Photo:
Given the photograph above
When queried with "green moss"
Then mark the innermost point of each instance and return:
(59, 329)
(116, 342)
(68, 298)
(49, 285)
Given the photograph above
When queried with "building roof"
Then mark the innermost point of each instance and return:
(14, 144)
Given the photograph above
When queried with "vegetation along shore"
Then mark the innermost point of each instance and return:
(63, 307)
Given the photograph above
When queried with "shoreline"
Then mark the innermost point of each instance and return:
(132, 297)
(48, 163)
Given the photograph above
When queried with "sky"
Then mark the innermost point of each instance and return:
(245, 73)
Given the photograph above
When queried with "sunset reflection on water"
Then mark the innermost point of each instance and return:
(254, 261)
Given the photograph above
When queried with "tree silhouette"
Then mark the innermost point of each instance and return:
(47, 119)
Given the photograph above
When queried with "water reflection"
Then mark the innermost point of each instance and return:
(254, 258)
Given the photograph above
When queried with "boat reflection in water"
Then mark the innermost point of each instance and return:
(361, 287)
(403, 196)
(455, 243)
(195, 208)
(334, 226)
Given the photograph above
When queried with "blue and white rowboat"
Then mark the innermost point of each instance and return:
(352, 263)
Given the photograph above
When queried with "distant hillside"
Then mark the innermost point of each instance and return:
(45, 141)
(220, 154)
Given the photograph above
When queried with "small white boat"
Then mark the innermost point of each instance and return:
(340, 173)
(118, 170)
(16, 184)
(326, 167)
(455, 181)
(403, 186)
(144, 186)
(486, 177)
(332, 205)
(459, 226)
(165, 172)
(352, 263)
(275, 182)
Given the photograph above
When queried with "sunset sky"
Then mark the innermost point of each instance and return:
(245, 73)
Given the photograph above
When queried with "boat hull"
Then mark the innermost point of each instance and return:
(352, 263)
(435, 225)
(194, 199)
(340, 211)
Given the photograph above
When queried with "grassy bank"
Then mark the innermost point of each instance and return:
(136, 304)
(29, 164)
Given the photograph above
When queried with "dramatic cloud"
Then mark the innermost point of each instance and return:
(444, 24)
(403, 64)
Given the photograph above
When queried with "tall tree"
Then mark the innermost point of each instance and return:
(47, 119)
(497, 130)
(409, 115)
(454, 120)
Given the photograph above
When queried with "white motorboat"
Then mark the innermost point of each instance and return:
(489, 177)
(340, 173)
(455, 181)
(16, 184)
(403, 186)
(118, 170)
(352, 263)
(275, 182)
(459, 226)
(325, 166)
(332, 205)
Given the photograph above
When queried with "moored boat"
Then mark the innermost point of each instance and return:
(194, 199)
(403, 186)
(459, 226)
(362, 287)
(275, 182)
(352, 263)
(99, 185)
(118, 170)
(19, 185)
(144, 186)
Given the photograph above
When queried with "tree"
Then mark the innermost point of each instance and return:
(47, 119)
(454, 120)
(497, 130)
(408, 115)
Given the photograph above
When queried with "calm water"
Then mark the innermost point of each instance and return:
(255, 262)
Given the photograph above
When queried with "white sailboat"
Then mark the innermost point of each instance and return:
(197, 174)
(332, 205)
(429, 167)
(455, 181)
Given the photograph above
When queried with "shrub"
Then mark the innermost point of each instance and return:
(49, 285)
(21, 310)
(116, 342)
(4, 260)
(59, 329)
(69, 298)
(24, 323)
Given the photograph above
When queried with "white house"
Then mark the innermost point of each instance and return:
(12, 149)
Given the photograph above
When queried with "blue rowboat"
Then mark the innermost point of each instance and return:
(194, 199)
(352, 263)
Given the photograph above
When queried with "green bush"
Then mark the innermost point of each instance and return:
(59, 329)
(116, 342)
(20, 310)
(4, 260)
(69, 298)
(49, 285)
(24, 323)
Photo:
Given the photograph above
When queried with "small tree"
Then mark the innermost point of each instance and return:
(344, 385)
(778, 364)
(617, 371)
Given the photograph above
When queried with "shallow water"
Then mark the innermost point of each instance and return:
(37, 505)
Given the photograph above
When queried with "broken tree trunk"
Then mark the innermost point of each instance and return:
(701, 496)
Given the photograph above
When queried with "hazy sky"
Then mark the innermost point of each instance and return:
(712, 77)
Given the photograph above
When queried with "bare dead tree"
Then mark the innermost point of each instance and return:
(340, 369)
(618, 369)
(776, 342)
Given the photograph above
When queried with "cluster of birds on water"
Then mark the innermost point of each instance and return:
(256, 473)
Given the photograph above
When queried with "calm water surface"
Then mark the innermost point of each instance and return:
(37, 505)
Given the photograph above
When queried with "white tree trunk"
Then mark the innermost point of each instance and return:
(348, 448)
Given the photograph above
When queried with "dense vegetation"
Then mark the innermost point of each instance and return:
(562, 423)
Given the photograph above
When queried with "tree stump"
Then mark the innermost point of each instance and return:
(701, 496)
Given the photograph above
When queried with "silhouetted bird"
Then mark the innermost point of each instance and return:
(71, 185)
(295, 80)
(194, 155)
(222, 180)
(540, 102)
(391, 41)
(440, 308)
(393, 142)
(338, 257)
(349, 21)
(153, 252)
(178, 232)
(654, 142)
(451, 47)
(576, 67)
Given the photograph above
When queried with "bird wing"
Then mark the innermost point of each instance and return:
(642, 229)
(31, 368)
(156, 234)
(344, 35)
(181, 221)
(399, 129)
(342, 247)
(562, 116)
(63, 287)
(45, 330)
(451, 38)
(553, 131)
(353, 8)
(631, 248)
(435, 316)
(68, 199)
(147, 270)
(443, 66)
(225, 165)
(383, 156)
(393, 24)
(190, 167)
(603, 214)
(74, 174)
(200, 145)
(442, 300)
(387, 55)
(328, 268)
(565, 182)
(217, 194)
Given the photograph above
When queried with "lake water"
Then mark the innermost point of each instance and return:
○ ○ ○ ○ ○ ○ ○
Aim: Locate each line in the entries above that contains the string "small" and copy those lines in full. Case counts.

Full response:
When queried with "small white boat"
When queried with "small tree"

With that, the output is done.